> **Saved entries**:
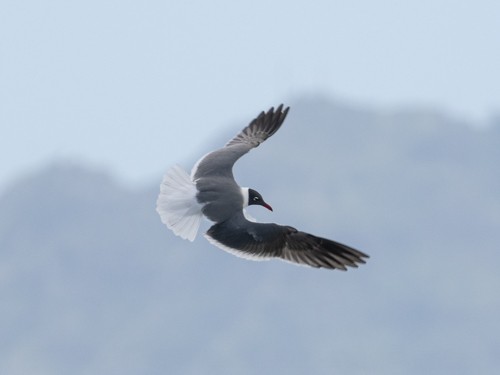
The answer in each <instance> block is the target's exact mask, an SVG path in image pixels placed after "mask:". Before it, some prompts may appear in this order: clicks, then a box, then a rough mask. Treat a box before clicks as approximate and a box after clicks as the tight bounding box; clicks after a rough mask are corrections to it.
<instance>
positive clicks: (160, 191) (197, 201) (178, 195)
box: [156, 165, 203, 241]
mask: <svg viewBox="0 0 500 375" xmlns="http://www.w3.org/2000/svg"><path fill="white" fill-rule="evenodd" d="M196 192H197V190H196V185H195V184H194V183H193V181H192V180H191V178H190V177H189V175H188V174H187V172H186V171H184V170H183V169H182V168H181V167H179V166H178V165H176V166H174V167H172V168H171V169H169V170H168V171H167V173H166V174H165V176H164V177H163V181H162V183H161V186H160V195H159V196H158V200H157V201H156V211H157V212H158V213H159V214H160V217H161V221H162V222H163V223H164V224H165V225H166V226H167V227H168V228H169V229H171V230H172V231H173V232H174V233H175V234H176V235H177V236H179V237H182V238H184V239H185V240H189V241H193V240H194V238H195V237H196V233H197V232H198V228H199V226H200V221H201V218H202V216H203V214H202V212H201V208H202V205H201V204H200V203H198V201H197V200H196Z"/></svg>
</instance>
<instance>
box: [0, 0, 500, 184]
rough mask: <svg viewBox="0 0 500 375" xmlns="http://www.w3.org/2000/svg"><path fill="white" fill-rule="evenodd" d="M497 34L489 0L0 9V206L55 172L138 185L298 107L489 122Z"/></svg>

> **EXERCISE GOAL**: Where the word "instance" appears in a line of the entries, copy that line.

> **RESULT**:
The answer in each <instance> block is the target's exact mask, an SVG path in image pixels placed after "mask:". Before it, some prompts may appear in this order: clicks, then a box, then a rough mask. Treat a box before clicks as approximate and a box after clicks as the tight bounding box; clicks after a rough mask are corrections to it.
<instance>
</instance>
<instance>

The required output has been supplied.